The ‘f’ word
On 19 September, Nepal marked Constitution Day. It was on this day five years ago that the Constitution was hurriedly promulgated by a government facing severe criticism for being slow to respond to the deadly earthquakes earlier in 2015.
There was dissatisfaction with the draft Constitution in parts of the Tarai, but the coalition government of Prime Minister Sushil Koirala fast-tracked the statute despite India’s articulation of Madhesi concerns. The result was a blockade that lasted five months and devastated Nepal’s economy.
Today, the economy has been wrecked by an even bigger crisis. As masked and physically distanced dignitaries gathered last Saturday at the Tundikhel parade ground, Nepal Army helicopters showered rose petals on them – while at the adjacent Khula Manch, 600 out-of-work and hungry people were being fed, as they have been for five months, by youth volunteers doing the job of the government.
There could not have been a greater irony. After all, the Khula Manch was where pro-democracy protesters gathered in 1990 and again in 2006 in defiance of absolutist monarchies.
Fast forward five years, and what we have is a farce. Despite the Constitution having a progressive preamble, provisions for affirmative action, a commitment to abolish structural discrimination and protect social, economic and political rights, we have actually regressed.

Dataset entries:
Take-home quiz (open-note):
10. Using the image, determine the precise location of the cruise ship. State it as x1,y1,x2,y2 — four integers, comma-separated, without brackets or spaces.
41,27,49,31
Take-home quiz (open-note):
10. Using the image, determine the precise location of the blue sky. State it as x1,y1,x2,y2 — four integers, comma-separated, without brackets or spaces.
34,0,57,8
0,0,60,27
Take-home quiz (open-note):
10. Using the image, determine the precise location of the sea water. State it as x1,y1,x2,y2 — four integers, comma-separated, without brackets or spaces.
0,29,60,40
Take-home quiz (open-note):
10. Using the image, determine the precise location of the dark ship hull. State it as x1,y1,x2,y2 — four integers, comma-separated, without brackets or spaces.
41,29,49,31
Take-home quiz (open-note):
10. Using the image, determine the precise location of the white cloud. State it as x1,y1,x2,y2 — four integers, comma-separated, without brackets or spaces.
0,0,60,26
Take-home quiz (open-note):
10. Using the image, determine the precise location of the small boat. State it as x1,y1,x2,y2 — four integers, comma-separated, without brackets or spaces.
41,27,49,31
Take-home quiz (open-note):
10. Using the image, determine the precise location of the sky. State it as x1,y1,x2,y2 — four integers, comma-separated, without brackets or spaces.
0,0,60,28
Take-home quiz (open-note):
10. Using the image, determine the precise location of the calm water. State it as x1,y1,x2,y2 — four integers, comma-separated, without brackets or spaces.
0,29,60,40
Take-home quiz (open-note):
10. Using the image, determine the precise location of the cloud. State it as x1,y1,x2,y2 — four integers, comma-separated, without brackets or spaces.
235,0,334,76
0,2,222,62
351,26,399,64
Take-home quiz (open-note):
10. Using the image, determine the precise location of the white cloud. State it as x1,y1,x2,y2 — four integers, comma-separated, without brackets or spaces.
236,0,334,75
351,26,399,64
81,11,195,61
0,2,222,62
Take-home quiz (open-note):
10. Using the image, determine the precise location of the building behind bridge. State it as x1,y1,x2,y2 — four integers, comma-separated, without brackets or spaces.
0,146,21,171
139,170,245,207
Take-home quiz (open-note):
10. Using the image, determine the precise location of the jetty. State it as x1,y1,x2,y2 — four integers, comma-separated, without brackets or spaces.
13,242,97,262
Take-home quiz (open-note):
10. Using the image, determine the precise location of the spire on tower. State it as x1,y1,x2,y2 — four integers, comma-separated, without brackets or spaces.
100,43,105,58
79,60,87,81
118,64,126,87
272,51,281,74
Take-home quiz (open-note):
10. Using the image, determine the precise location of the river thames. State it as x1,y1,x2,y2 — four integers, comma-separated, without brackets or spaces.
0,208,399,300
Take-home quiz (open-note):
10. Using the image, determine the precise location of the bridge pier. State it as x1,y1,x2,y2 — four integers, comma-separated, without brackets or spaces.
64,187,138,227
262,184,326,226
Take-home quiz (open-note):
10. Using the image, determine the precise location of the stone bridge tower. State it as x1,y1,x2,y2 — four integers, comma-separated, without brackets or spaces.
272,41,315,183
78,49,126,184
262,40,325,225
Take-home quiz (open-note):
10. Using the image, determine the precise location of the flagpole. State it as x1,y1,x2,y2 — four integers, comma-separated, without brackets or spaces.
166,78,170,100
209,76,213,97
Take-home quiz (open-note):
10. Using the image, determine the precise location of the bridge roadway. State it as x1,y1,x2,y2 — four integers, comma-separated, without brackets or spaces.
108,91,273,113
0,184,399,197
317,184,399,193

> **TASK A**:
List the features of the Constitution that the piece on Nepal's Constitution Day says the document has despite the country having regressed.
> **TASK B**:
Please explain, in one to three sentences, why the piece on Nepal's Constitution Day calls the scene at Khula Manch a great irony.
> **TASK C**:
Carry on the piece on Nepal's Constitution Day from its last sentence.

> **ANSWER A**:
- A progressive preamble
- Provisions for affirmative action
- A commitment to abolish structural discrimination
- A commitment to protect social, economic and political rights

> **ANSWER B**:
Khula Manch was where pro-democracy protesters gathered in 1990 and 2006 in defiance of absolutist monarchies. On Constitution Day, while dignitaries were celebrated next door at Tundikhel, 600 out-of-work and hungry people were being fed there by youth volunteers doing the government's job.

> **ANSWER C**:
The Constitution took one step forward, but the state has taken two steps back – especially after the Nepal Communist Party (NCP) government came to power. Not only are issues like transitional justice, impunity, freedom of expression, tolerance of dissent, independence of the judiciary flouted, but there is a pandemic of corruption and incompetent governance.
The public was increasingly fed up with the government’s poor performance even before the pandemic, but in the past six months has shown that the crisis is way beyond its capacity to handle so the welfare of the country’s most vulnerable is protected.
Through the Constitution-drafting process since 2008, we have often argued in this space against declaring Nepal a ‘federal’ state. Whatever it is called, genuine decentralisation and workable political devolution was more important for development and service delivery – whether it was during the Panchayat, the post-1990 era, or in the transition period after the war.
Indeed, it was after the decentralisation and local self-governance acts went into effect in Nepal in the 1990s that development got a boost. Giving communities a stake in decision-making led to direct and dramatic improvements in living standards in many districts. Indeed, most things that have worked well in Nepal in the past three decades have the word ‘community’ attached to it.
But ‘federalism’ became synonymous with ‘peace’ because that was why the war was waged, and later it was the price to be paid to meet demands for regional and ethnic autonomy. Political parties haggled for nearly a decade about how many federal provinces there should be, which way they should be demarcated, and what to name them, (some still have numbers). As it turned out, the boundaries of post-2017 ‘provinces’ roughly resemble the Panchayat-era anchal, and Bagmati, Karnali and Gandaki evern carry the same river names.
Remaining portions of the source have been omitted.